**Goal:** Please rewrite these lines with every "screenshot" changed to "frame", leaving everything else as it is.

(Entries for locating named things)
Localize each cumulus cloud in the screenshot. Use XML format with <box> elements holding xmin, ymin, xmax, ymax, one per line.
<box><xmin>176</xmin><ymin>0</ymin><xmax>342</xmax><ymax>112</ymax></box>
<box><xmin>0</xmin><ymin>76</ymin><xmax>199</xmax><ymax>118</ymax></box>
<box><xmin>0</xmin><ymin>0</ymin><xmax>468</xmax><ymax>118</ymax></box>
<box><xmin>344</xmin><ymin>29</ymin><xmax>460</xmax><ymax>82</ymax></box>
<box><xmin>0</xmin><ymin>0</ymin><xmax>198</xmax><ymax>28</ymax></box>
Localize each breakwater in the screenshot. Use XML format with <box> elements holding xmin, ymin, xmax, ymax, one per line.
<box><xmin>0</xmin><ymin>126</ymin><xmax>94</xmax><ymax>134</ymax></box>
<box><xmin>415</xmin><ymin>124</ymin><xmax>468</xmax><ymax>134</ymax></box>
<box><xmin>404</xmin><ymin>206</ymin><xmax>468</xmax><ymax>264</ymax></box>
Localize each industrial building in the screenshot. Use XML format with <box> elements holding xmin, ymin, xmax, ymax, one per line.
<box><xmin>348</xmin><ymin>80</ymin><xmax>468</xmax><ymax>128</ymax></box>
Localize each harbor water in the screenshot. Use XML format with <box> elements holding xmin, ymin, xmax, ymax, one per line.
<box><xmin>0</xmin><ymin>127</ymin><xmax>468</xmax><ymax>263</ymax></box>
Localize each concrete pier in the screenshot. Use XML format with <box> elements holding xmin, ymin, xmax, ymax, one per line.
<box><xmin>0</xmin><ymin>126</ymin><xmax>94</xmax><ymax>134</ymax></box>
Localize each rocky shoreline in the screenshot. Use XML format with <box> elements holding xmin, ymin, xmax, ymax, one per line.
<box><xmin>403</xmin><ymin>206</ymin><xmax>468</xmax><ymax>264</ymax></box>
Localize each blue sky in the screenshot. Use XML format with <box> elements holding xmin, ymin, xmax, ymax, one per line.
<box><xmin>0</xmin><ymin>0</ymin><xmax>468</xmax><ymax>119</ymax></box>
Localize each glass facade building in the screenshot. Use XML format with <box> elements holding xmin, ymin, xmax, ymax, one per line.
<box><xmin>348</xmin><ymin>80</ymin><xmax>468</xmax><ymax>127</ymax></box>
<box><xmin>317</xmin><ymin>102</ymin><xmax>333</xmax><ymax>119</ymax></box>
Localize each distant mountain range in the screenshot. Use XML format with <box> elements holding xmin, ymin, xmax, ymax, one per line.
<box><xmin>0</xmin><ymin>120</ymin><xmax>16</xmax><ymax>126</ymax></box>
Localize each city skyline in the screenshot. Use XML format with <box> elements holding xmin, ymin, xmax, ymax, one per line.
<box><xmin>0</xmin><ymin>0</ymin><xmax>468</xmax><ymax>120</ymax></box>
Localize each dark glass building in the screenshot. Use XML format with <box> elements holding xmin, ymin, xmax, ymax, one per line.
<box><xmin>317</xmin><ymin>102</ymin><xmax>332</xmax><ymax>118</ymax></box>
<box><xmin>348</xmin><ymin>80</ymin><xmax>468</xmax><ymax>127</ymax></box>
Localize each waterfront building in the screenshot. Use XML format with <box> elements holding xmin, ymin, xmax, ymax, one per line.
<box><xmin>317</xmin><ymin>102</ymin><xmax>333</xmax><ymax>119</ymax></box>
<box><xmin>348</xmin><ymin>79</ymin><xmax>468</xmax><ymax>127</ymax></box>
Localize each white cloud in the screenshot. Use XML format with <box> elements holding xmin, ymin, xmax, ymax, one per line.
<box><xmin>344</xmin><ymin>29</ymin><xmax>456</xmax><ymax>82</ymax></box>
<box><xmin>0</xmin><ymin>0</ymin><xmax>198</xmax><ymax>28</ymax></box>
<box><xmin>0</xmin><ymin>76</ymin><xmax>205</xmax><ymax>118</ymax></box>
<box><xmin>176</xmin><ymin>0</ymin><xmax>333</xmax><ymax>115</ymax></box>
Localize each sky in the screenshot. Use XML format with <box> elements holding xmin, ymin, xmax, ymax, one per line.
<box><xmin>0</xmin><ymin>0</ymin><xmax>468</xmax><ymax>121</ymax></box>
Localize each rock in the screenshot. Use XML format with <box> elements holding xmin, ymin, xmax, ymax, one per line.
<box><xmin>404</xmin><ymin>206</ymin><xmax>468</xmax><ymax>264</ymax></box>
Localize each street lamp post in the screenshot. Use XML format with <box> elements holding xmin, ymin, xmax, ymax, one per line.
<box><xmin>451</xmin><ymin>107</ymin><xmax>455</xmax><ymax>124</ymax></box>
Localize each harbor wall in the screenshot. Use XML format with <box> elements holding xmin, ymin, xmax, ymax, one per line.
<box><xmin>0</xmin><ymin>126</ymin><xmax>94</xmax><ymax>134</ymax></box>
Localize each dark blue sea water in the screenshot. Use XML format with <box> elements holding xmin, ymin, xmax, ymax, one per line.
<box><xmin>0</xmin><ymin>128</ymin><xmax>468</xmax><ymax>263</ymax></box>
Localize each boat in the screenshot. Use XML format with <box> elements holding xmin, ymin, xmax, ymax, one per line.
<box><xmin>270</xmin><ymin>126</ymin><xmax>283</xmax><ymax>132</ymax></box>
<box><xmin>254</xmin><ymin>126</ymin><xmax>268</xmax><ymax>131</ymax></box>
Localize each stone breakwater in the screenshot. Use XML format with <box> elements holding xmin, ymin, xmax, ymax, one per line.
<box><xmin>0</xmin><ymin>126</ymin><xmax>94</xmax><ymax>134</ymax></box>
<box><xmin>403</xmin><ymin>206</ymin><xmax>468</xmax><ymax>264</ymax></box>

**Problem solution:**
Localize each cumulus cloud in the frame. Use XML format with <box> elements holding xmin, ymin, xmax, ymax, one per line.
<box><xmin>176</xmin><ymin>0</ymin><xmax>342</xmax><ymax>112</ymax></box>
<box><xmin>0</xmin><ymin>76</ymin><xmax>199</xmax><ymax>118</ymax></box>
<box><xmin>0</xmin><ymin>0</ymin><xmax>468</xmax><ymax>118</ymax></box>
<box><xmin>344</xmin><ymin>29</ymin><xmax>460</xmax><ymax>82</ymax></box>
<box><xmin>0</xmin><ymin>0</ymin><xmax>198</xmax><ymax>28</ymax></box>
Localize each breakwater in the frame. Use XML format with <box> elements holding xmin, ymin, xmax, ymax, one per line.
<box><xmin>0</xmin><ymin>126</ymin><xmax>94</xmax><ymax>134</ymax></box>
<box><xmin>415</xmin><ymin>124</ymin><xmax>468</xmax><ymax>134</ymax></box>
<box><xmin>404</xmin><ymin>206</ymin><xmax>468</xmax><ymax>264</ymax></box>
Localize each industrial building in the frame. Use XML format with <box> elements holding xmin, ymin, xmax, ymax, one per line.
<box><xmin>348</xmin><ymin>80</ymin><xmax>468</xmax><ymax>128</ymax></box>
Localize each harbor water in the frame. Use XML format with <box> elements holding xmin, ymin, xmax, ymax, one per line.
<box><xmin>0</xmin><ymin>127</ymin><xmax>468</xmax><ymax>263</ymax></box>
Localize each concrete pier in the frame. Use XML format with <box> elements holding xmin, ymin, xmax, ymax, one per line.
<box><xmin>0</xmin><ymin>126</ymin><xmax>94</xmax><ymax>134</ymax></box>
Localize each rocky shoreline in the frame. Use XML format with <box> elements holding xmin, ymin, xmax, ymax, one per line.
<box><xmin>403</xmin><ymin>206</ymin><xmax>468</xmax><ymax>264</ymax></box>
Localize each blue sky in the frame. Use XML format with <box> elements holding xmin, ymin, xmax, ymax, one per line.
<box><xmin>0</xmin><ymin>0</ymin><xmax>468</xmax><ymax>119</ymax></box>
Localize each glass facade building in the frame. Use XML format with <box> elements holding xmin, ymin, xmax, ymax, one per line.
<box><xmin>348</xmin><ymin>80</ymin><xmax>468</xmax><ymax>127</ymax></box>
<box><xmin>317</xmin><ymin>102</ymin><xmax>333</xmax><ymax>119</ymax></box>
Localize each distant mountain range in the frame. Use XML format with <box> elements holding xmin, ymin, xmax, ymax, one per line.
<box><xmin>0</xmin><ymin>120</ymin><xmax>16</xmax><ymax>126</ymax></box>
Localize each city skyline in the frame. Use XML format with <box> elements holding xmin, ymin, xmax, ymax, one per line.
<box><xmin>0</xmin><ymin>0</ymin><xmax>468</xmax><ymax>120</ymax></box>
Localize each dark glass building in the frame. Use XML format with <box> elements holding xmin, ymin, xmax, ymax, one per line.
<box><xmin>317</xmin><ymin>102</ymin><xmax>332</xmax><ymax>118</ymax></box>
<box><xmin>348</xmin><ymin>80</ymin><xmax>468</xmax><ymax>127</ymax></box>
Localize each waterfront building in the frame. Use XML format with <box> elements holding xmin, ymin, xmax, ymax, one per line.
<box><xmin>317</xmin><ymin>102</ymin><xmax>333</xmax><ymax>119</ymax></box>
<box><xmin>348</xmin><ymin>79</ymin><xmax>468</xmax><ymax>127</ymax></box>
Localize each white cloud in the frame. Use XML format with <box> elements holding xmin, ymin, xmax, ymax, one per line.
<box><xmin>344</xmin><ymin>29</ymin><xmax>456</xmax><ymax>82</ymax></box>
<box><xmin>0</xmin><ymin>0</ymin><xmax>198</xmax><ymax>28</ymax></box>
<box><xmin>0</xmin><ymin>76</ymin><xmax>205</xmax><ymax>118</ymax></box>
<box><xmin>176</xmin><ymin>0</ymin><xmax>333</xmax><ymax>115</ymax></box>
Localize each sky in the frame. Use XML format with <box> elements holding xmin, ymin, xmax, ymax, one per line.
<box><xmin>0</xmin><ymin>0</ymin><xmax>468</xmax><ymax>121</ymax></box>
Localize each rock in the frame. Use XML format with <box> elements holding xmin, ymin, xmax, ymax, one per line.
<box><xmin>404</xmin><ymin>206</ymin><xmax>468</xmax><ymax>264</ymax></box>
Localize each street lamp post in the frame. Use XML format with <box> elements holding xmin, ymin, xmax, ymax, one per line.
<box><xmin>451</xmin><ymin>107</ymin><xmax>455</xmax><ymax>124</ymax></box>
Localize each harbor wall in the frame. Use XML format with <box> elements holding xmin, ymin, xmax, ymax, one per line.
<box><xmin>0</xmin><ymin>126</ymin><xmax>94</xmax><ymax>134</ymax></box>
Localize each dark blue sea water in the frame. Use XML format with <box> elements holding xmin, ymin, xmax, ymax, one per line.
<box><xmin>0</xmin><ymin>128</ymin><xmax>468</xmax><ymax>263</ymax></box>
Localize each boat in the frame. Use XML format with <box> elements holding xmin, ymin, xmax, ymax, one per line.
<box><xmin>270</xmin><ymin>126</ymin><xmax>283</xmax><ymax>132</ymax></box>
<box><xmin>254</xmin><ymin>126</ymin><xmax>268</xmax><ymax>131</ymax></box>
Localize each stone breakwater in the frame. Use XML format with <box> elements holding xmin, ymin, xmax, ymax, one per line.
<box><xmin>0</xmin><ymin>126</ymin><xmax>94</xmax><ymax>134</ymax></box>
<box><xmin>403</xmin><ymin>206</ymin><xmax>468</xmax><ymax>264</ymax></box>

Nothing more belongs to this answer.